**How to complete this task**
Your response should be the lines from the one containing "above horizon, dropping a point on every instance." through the end of the material, copied exactly and with nothing added.

<<<<

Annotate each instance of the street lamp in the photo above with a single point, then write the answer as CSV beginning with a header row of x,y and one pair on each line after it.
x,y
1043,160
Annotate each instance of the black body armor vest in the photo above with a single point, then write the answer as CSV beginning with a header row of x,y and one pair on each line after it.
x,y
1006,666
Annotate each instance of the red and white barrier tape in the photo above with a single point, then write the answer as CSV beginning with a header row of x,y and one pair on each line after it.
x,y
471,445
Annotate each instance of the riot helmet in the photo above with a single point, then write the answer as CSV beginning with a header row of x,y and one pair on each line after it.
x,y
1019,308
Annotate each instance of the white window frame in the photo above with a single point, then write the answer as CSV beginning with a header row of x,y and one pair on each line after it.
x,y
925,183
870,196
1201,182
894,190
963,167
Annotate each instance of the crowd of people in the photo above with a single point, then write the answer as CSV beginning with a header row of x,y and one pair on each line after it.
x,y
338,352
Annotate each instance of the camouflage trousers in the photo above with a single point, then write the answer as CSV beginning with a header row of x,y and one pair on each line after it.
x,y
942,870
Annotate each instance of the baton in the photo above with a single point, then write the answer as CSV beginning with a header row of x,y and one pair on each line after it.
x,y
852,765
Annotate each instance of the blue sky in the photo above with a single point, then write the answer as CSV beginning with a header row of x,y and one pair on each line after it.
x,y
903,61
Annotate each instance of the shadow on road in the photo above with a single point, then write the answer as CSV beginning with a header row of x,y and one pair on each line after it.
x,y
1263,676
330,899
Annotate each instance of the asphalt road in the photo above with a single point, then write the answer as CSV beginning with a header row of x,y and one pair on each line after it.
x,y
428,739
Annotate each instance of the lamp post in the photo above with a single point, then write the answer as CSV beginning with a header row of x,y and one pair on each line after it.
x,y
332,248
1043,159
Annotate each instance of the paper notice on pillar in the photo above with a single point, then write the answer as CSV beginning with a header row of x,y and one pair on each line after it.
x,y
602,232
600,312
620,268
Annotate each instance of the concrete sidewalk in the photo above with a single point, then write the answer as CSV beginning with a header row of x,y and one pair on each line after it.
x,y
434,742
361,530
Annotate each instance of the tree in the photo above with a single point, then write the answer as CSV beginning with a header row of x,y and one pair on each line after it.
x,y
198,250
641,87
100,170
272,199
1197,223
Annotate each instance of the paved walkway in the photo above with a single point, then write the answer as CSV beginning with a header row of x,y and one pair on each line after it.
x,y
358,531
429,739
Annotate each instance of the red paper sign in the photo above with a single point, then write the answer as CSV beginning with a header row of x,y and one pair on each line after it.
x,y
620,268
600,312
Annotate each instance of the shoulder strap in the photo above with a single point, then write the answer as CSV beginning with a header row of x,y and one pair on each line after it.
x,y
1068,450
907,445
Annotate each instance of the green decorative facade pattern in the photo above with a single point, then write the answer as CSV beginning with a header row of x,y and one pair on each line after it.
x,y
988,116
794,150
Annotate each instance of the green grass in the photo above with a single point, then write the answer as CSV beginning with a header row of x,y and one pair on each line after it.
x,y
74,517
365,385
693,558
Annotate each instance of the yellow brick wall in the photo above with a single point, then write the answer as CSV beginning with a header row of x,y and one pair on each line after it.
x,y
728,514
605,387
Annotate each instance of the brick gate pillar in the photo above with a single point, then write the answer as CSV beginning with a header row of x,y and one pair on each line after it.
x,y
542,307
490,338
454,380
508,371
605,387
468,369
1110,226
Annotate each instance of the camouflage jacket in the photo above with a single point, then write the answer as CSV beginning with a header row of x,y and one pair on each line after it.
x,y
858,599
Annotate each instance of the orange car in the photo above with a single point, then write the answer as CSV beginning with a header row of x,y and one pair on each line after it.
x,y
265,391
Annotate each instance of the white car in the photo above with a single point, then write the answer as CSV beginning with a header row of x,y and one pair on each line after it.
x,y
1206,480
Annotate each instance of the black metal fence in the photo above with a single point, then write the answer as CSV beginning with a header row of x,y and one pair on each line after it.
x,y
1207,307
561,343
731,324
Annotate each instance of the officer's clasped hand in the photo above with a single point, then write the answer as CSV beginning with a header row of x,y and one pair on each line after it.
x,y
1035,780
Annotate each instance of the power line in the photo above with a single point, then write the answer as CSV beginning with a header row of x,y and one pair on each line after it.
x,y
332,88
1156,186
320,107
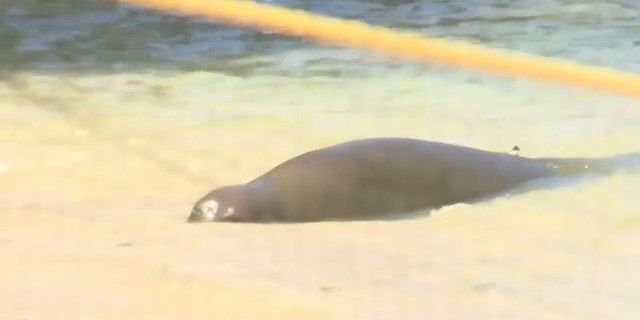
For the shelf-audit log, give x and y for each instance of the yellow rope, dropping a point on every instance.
(353, 33)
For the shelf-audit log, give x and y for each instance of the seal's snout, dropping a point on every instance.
(211, 210)
(204, 211)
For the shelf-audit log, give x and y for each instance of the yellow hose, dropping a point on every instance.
(357, 34)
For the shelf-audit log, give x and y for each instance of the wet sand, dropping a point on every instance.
(94, 199)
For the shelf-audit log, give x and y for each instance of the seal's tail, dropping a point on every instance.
(594, 166)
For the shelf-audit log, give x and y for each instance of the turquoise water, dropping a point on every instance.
(135, 114)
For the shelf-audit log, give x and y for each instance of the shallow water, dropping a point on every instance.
(113, 121)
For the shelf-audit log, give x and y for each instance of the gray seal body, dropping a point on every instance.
(370, 178)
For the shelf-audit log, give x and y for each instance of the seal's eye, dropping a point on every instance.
(209, 209)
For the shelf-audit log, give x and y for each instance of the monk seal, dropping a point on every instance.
(375, 177)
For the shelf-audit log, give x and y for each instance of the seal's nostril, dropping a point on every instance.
(195, 216)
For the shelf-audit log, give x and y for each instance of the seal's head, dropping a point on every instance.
(236, 203)
(223, 204)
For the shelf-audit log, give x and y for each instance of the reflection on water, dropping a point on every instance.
(76, 35)
(113, 120)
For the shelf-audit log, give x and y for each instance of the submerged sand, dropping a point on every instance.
(98, 174)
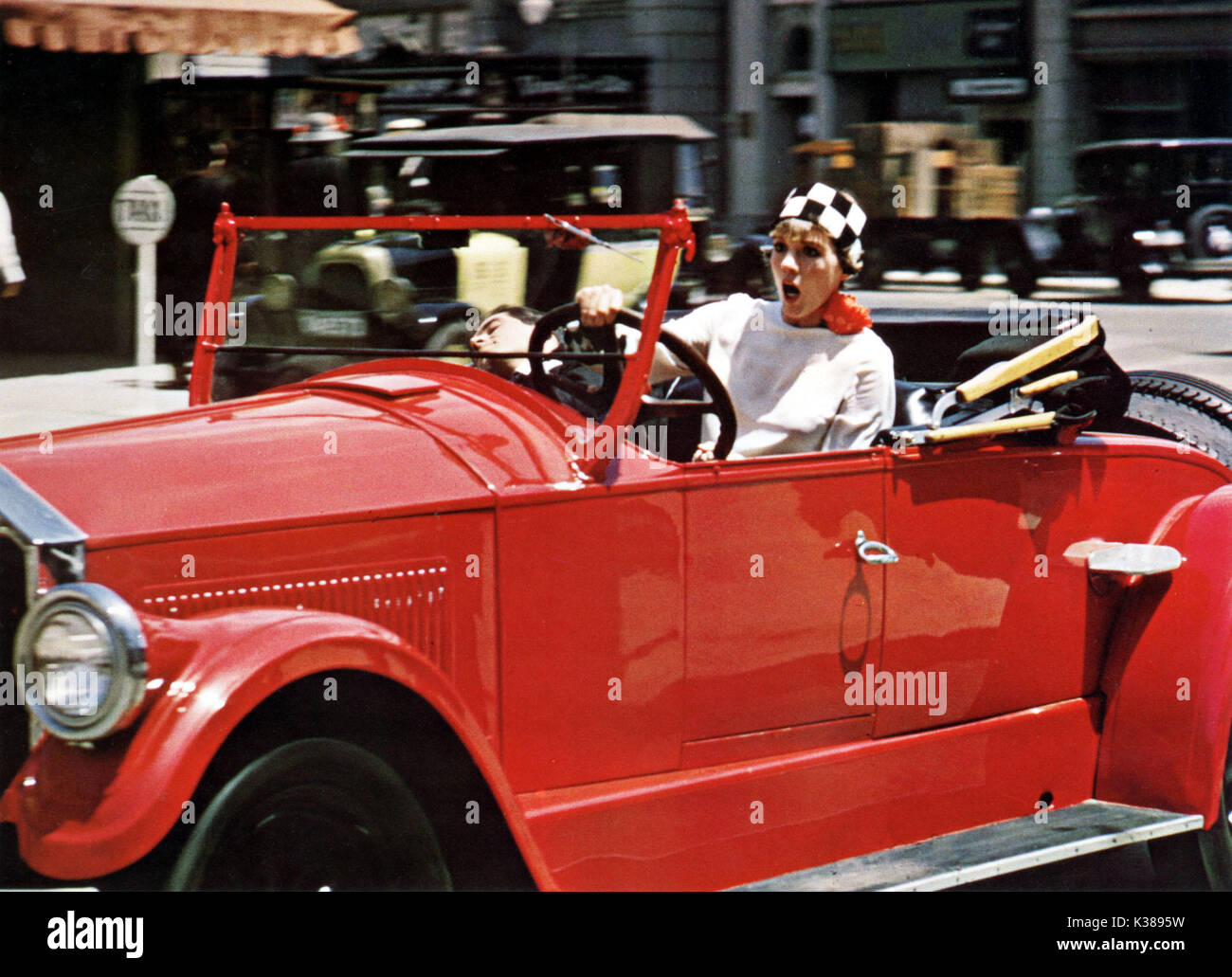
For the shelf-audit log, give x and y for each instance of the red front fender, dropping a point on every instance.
(82, 813)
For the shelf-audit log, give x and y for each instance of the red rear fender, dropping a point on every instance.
(1169, 673)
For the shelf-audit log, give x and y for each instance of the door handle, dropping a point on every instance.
(871, 551)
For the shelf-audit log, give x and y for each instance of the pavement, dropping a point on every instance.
(1182, 331)
(48, 402)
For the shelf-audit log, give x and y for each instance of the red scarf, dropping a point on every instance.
(842, 315)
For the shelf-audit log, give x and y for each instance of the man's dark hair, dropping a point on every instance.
(522, 313)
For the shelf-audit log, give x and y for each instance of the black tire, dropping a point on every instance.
(312, 815)
(1198, 241)
(1199, 859)
(1182, 409)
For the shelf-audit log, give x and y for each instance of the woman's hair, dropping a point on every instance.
(792, 228)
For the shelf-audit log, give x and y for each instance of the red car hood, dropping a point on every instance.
(317, 452)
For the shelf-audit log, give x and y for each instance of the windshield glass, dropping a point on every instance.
(309, 300)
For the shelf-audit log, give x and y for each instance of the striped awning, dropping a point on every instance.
(279, 27)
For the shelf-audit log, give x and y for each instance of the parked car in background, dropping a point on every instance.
(1142, 209)
(411, 624)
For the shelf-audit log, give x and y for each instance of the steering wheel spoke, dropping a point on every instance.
(605, 340)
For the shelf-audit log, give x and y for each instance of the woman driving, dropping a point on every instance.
(806, 372)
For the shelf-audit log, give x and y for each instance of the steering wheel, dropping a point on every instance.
(583, 340)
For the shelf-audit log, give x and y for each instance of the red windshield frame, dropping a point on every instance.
(676, 234)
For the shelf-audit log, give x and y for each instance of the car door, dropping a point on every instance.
(989, 608)
(780, 608)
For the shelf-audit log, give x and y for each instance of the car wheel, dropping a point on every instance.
(309, 816)
(1208, 233)
(1199, 859)
(1184, 409)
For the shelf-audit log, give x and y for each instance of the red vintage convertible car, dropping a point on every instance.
(407, 624)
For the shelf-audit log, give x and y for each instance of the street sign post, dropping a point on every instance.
(142, 212)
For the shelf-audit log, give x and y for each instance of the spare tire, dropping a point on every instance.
(1179, 407)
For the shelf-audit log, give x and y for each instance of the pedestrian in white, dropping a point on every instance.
(10, 262)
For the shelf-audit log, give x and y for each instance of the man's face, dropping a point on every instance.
(806, 272)
(501, 333)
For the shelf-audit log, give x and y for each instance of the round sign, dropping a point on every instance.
(143, 209)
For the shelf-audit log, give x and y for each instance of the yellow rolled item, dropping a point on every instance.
(999, 374)
(1008, 425)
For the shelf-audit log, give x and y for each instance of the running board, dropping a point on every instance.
(990, 849)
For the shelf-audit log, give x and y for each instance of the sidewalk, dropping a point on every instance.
(47, 402)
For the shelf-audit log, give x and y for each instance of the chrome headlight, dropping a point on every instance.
(82, 655)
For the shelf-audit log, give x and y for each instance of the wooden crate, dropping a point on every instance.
(896, 138)
(985, 191)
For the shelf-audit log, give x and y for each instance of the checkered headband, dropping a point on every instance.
(836, 210)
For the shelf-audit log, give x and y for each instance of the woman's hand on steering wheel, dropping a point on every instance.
(599, 306)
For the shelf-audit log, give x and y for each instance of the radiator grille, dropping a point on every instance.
(410, 600)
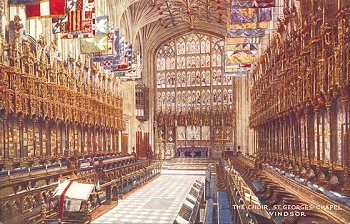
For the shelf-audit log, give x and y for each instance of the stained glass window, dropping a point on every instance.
(188, 67)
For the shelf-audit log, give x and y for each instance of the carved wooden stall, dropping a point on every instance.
(300, 93)
(194, 100)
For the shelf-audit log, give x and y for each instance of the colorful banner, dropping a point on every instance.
(94, 45)
(259, 25)
(235, 73)
(113, 52)
(18, 2)
(79, 21)
(234, 41)
(44, 9)
(250, 15)
(246, 33)
(243, 46)
(102, 25)
(253, 4)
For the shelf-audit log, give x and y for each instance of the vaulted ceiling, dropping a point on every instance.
(155, 21)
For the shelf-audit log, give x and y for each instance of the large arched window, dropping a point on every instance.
(194, 100)
(189, 74)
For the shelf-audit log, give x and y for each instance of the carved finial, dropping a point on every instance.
(41, 41)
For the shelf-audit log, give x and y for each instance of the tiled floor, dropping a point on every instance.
(158, 202)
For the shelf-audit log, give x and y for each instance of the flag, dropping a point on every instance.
(94, 44)
(246, 33)
(102, 25)
(112, 54)
(253, 4)
(264, 3)
(243, 46)
(258, 25)
(18, 2)
(236, 73)
(79, 21)
(250, 15)
(46, 8)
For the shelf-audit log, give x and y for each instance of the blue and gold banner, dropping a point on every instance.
(23, 2)
(246, 33)
(250, 15)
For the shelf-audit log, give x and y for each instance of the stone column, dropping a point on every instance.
(20, 127)
(316, 152)
(120, 141)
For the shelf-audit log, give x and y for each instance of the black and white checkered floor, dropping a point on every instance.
(158, 202)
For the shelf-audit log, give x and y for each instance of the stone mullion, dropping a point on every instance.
(316, 156)
(6, 138)
(21, 138)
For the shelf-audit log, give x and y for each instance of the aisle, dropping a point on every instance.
(158, 202)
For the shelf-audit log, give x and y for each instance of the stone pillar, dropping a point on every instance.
(120, 141)
(316, 152)
(108, 195)
(34, 137)
(6, 137)
(20, 127)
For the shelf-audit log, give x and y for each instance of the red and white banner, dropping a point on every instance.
(46, 8)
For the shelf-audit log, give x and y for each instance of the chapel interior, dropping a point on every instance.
(175, 111)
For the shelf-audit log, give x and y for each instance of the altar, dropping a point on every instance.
(192, 152)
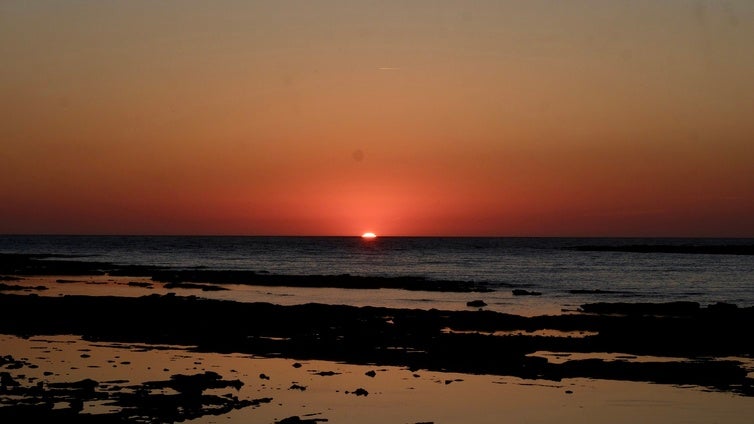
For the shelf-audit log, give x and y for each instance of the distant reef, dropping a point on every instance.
(667, 248)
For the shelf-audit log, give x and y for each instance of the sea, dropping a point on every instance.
(557, 276)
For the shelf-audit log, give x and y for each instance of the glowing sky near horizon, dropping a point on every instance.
(528, 118)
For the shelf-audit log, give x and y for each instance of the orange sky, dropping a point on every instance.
(584, 118)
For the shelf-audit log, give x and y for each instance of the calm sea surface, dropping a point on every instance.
(545, 265)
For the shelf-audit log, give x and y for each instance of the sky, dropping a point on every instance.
(455, 118)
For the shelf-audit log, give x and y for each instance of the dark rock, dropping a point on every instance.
(299, 420)
(521, 292)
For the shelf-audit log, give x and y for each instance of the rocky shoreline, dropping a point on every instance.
(417, 339)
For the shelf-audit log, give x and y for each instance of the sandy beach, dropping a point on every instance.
(171, 356)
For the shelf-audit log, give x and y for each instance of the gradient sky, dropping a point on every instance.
(518, 118)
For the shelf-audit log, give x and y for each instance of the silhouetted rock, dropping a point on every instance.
(521, 292)
(360, 392)
(299, 420)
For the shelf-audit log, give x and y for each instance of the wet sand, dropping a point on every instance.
(395, 394)
(165, 358)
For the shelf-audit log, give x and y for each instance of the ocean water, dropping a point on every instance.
(545, 265)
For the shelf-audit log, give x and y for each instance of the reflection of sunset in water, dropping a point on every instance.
(394, 394)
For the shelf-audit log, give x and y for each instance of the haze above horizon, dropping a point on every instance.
(537, 118)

>>>>

**Solution to the problem**
For the shelf-audit log, give x and y for each instance of the haze above horizon, dropping a point on every instance.
(537, 118)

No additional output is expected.